### EXERCISE INSTRUCTIONS
Return each of the entries below word for word.
━━ EXTRACTED MATERIAL
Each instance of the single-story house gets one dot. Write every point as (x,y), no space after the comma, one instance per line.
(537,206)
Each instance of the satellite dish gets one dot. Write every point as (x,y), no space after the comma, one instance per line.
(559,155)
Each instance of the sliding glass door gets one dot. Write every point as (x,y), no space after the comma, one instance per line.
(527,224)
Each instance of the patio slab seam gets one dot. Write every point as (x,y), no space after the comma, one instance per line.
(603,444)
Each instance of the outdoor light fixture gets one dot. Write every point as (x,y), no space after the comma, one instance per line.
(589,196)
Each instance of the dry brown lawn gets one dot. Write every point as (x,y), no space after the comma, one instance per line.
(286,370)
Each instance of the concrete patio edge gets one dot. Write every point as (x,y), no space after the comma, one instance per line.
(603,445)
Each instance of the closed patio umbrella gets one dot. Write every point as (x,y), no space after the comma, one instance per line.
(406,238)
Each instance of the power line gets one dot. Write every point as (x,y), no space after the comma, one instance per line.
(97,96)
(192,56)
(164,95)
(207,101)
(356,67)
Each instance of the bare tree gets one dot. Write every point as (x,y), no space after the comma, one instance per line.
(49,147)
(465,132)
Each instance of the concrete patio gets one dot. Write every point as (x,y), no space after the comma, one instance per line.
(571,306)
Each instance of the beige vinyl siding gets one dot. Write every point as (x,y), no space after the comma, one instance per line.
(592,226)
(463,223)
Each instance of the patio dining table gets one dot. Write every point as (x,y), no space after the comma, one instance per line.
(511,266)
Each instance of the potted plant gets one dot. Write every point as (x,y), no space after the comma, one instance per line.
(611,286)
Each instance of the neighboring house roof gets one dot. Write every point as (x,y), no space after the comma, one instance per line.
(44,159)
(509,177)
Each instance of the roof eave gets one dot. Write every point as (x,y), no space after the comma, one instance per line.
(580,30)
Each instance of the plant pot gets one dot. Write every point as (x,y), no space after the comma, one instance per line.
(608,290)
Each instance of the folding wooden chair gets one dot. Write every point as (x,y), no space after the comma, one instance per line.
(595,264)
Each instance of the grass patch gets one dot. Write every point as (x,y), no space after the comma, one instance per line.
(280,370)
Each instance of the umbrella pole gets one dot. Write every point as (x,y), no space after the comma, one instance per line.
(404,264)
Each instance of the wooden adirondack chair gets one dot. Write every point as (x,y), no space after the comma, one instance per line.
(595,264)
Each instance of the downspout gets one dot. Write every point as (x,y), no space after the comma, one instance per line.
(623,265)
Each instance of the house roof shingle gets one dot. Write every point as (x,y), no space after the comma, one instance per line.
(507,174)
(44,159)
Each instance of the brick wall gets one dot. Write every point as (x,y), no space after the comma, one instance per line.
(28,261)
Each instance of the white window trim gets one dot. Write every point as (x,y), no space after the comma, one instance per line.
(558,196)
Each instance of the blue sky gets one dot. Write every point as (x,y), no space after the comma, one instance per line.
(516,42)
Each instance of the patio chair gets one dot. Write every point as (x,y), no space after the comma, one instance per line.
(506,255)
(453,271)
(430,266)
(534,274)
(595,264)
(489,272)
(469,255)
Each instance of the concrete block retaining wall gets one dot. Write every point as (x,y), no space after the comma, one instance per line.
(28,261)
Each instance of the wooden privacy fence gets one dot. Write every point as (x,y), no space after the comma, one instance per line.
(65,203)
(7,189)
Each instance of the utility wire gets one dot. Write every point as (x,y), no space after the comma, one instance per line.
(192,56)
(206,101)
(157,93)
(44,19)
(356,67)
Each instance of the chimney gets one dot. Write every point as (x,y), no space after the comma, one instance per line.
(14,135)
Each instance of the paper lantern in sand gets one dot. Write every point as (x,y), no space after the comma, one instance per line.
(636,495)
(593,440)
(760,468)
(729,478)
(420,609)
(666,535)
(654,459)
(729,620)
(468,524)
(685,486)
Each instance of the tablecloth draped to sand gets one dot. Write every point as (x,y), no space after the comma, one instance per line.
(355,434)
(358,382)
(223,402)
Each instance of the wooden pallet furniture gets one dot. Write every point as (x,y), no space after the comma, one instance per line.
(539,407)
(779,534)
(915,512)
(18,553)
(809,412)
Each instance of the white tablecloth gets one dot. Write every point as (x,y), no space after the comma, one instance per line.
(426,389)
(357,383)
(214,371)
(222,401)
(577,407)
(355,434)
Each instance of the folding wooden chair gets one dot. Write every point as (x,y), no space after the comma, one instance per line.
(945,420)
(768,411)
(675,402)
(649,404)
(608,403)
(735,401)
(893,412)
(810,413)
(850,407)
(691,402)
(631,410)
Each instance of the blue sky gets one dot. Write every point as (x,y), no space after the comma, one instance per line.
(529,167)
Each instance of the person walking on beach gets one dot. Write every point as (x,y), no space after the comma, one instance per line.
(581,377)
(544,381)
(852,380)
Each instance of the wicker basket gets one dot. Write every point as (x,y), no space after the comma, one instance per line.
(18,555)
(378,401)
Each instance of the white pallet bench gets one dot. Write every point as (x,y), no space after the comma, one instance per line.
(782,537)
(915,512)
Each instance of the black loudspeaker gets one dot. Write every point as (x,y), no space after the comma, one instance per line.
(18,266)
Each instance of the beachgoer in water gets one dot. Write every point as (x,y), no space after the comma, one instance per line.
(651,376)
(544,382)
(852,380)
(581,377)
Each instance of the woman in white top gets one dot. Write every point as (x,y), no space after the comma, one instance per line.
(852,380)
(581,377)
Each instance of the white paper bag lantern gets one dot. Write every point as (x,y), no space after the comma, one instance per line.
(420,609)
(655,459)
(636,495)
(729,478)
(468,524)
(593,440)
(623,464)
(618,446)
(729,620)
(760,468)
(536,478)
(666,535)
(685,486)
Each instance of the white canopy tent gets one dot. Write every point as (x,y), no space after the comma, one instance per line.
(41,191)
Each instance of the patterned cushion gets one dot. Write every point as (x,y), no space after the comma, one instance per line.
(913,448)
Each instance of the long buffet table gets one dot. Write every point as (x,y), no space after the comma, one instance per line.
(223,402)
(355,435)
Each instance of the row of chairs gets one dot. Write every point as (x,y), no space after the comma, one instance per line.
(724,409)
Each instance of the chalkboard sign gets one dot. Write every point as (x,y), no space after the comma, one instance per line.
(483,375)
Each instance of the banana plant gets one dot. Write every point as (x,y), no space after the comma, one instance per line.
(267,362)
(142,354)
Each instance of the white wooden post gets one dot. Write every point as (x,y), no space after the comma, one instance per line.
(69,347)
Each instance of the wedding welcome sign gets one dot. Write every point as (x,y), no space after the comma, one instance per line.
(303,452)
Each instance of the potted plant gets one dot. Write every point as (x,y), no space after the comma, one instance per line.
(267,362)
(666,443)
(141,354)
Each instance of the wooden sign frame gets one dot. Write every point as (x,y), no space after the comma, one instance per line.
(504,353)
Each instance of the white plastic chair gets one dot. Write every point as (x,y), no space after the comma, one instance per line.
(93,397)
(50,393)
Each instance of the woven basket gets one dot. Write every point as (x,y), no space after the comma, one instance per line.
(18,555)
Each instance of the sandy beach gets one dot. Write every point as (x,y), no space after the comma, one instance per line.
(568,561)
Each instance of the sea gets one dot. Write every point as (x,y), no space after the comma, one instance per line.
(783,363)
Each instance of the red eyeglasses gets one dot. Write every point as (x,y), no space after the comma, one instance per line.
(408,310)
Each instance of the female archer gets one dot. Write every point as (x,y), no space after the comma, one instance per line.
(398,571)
━━━━
### TASK OUTPUT
Each instance of the single-story house gets one dot. Write every point as (x,y), no space after the comma, one instance per line.
(537,206)
Each instance of the satellite dish gets one dot. Write every point as (x,y), no space after the comma, one instance per line.
(559,155)
Each instance of the sliding glass door gets one dot. Write every point as (x,y), no space after the comma, one instance per line.
(527,224)
Each instance of the patio slab seam gets one dot. Write every point as (x,y), no space after the comma, one instance per line.
(603,444)
Each instance of the outdoor light fixture gets one dot. Write every point as (x,y), no space after the comma, one instance per line.
(589,196)
Each instance of the dry brown lawn gets one dot. Write every point as (x,y), no space after the comma, one instance per line.
(286,370)
Each instance of the concrete patio edge gets one dot. Write every point as (x,y), no space after the comma, one instance per line.
(603,445)
Each instance of the closed patio umbrella gets one dot. Write every point as (x,y), no space after the comma, one instance per line.
(406,238)
Each instance of the power line gets one dot. Write every point as (x,y), no space after the comma, one instance per line.
(97,96)
(192,56)
(164,95)
(207,101)
(356,67)
Each instance of the bare tree gets one dot. Write every point as (x,y), no space after the comma, one instance per line.
(49,147)
(465,132)
Each instance of the concrete patio gets one dot. Write every point as (x,y), no space after the comma, one instance per line.
(571,306)
Each instance of the beige vinyl siding gets one dot. Write every point as (x,y), no space after the comma, one instance per line.
(592,226)
(463,223)
Each instance of the patio dining table gets one dot. Write every point as (x,y), no space after the comma, one instance per line.
(511,266)
Each instance of the potted plant gets one dot. Write every point as (x,y), no space after the comma, one instance per line.
(611,286)
Each instance of the neighboring house roof gets one dot. Write every point as (x,y), no space after the comma, one instance per line.
(44,159)
(509,177)
Each instance of the roof eave gets one dot. Write every point as (x,y), no space after the comma, one instance per line.
(580,30)
Each instance of the plant pot gets one dot. Write every point as (x,y), no space after the comma, one instance per line.
(608,290)
Each instance of the folding wooden chair gets one dot. Write every point as (x,y), no space after the comma, one instance per line.
(595,264)
Each instance of the grass patch gets one dot. Write every point as (x,y), no space after the comma, one instance per line.
(280,370)
Each instance of the umbrella pole gets one dot. Write every point as (x,y), no space after the comma, one instance per line.
(404,264)
Each instance of the wooden adirondack chair gets one dot. Write every point as (x,y), no space after the comma, one instance per line.
(595,264)
Each instance of the downspout gets one dot. Write every point as (x,y), no space after the comma, one instance per line.
(623,265)
Each instance of the house roof shingle gets one dot. Write every point as (x,y), no space after the comma, one instance per line.
(507,174)
(44,159)
Each instance of the brick wall gets one dot. Write every point as (x,y), no space after the comma, one instance per line.
(28,261)
Each instance of the white window trim gets one dot. Write every point as (x,y), no space after the comma, one instance per line.
(558,196)
Each instance of the blue sky gets one dot. Write every point as (x,y), no space after the comma, one instance per line.
(516,42)
Each instance of the patio chair gets one dot. Write every point as (x,y), no space after the comma, one instance per line.
(506,255)
(453,271)
(430,266)
(534,274)
(595,264)
(489,272)
(469,255)
Each instance of the concrete block retaining wall gets one dot. Write every point as (x,y), no space after the comma, one instance per line.
(28,261)
Each instance of the wooden privacy fence gets one dot. Write every point as (x,y), no space after the comma, one instance per line.
(65,203)
(7,189)
Each instance of the utility wire gets one dot. Write every point as (x,y), no space after the comma, one instance per line.
(192,56)
(206,101)
(157,93)
(44,19)
(356,67)
Each instance of the chimney gets one dot. Write every point as (x,y), no space after the comma, one instance per line.
(14,135)
Each instance of the paper lantern in sand gets one dot. Write every point as (x,y), no space after the comma, one instance per line.
(636,495)
(593,440)
(760,468)
(729,478)
(420,609)
(666,535)
(654,459)
(729,620)
(468,524)
(685,486)
Each instance of the tablecloth draped to sand gets one dot. Write every point as (x,y), no space after the comma, one instance per line.
(355,434)
(358,382)
(223,402)
Each instance of the wooden pallet furniture gets one dot. Write every point as (x,y), no space after the comma, one instance per line.
(539,407)
(779,534)
(915,512)
(18,553)
(809,412)
Each instance of the white tablecloth gets one dot. Write every point as (x,y), no space after the comma, one instance per line.
(426,389)
(357,383)
(214,371)
(222,401)
(577,407)
(355,434)
Each instance of the folding wooden chair gets one dot. Write every point as (x,y), no space after the comma, one instance per line.
(945,420)
(768,411)
(675,402)
(649,404)
(608,403)
(735,401)
(893,412)
(810,413)
(850,407)
(691,402)
(631,410)
Each instance of the blue sky gets one dot. Write every point as (x,y), no space after the comma, one instance per line.
(529,167)
Each instance of the person walking on beach gets one dot. Write every point as (x,y), no space after the comma, one instance per line.
(581,377)
(544,381)
(852,380)
Each instance of the wicker basket gets one dot. Write every point as (x,y), no space after the comma, one instance per line.
(18,555)
(378,401)
Each instance of the white pallet bench gets one dot. Write every point as (x,y), no space after the comma, one instance per line.
(782,537)
(915,512)
Each instance of the black loudspeaker gets one dot. Write every point as (x,y), no space after the comma, one instance per line.
(18,266)
Each instance of the beachgoer in water gets one dot. Write every point as (x,y), no space after the comma, one instance per line.
(651,376)
(544,382)
(852,380)
(581,377)
Each instance of the woman in white top gets one dot. Write every point as (x,y), no space after the comma, one instance per line.
(852,380)
(581,377)
Each instance of the white paper bag lantern gets one dot. Write every point as (x,y), no space after the comma, one instance per line.
(420,609)
(655,459)
(636,495)
(729,478)
(468,524)
(593,440)
(623,464)
(618,446)
(729,620)
(760,468)
(536,478)
(666,535)
(685,486)
Each instance of the white canopy tent gets one dot. Write every point as (x,y), no space after the comma, one instance per line.
(41,191)
Each instance of the patterned cushion gets one dot. Write every point as (x,y), no space after the comma, one instance per line.
(913,448)
Each instance of the long buffet table gets one dot. Write every point as (x,y), no space after the comma, one instance per line.
(223,402)
(355,435)
Each instance of the row of chairs gets one dot. Write every point as (x,y), no space after the comma, one instance per line.
(724,409)
Each instance of the chalkboard sign gets one dot. Write every point as (x,y), no space after the comma, one instance per line.
(483,375)
Each instance of the banana plant gets one dot. Write every point as (x,y), no space after the comma, one instance per line.
(267,362)
(142,354)
Each instance of the white wooden post gets one dot. Write every point as (x,y), no space after the comma, one instance per line.
(69,347)
Each instance of the wedding welcome sign gets one dot. Write every point as (x,y), no space after the comma, one instance per line.
(303,452)
Each instance of the potted plant gets one dot. Write every point as (x,y), no space after the comma, one instance per line.
(267,362)
(666,443)
(141,354)
Each instance of the wooden sign frame gets one dot. Write every point as (x,y), no space after the comma, one instance per line.
(504,353)
Each instance of the white plastic chair gets one dot. Write every point as (x,y), no space after the comma, one instance per line.
(93,397)
(50,393)
Each instance of the woven basket gets one dot. Write every point as (x,y), no space after the comma, one instance per line.
(18,555)
Each instance of the sandy beach gets one dot. Write every point as (x,y), no space after the comma, one instance per line.
(568,561)
Each instance of the sea gets one dot. Write every point as (x,y), no space after the comma, one instance per line.
(783,363)
Each instance of the red eyeglasses gets one dot. Write every point as (x,y), no space after the comma, one instance per line.
(408,310)
Each instance of the female archer gets one dot. Write every point as (x,y), no space after the comma, one instance per line.
(398,571)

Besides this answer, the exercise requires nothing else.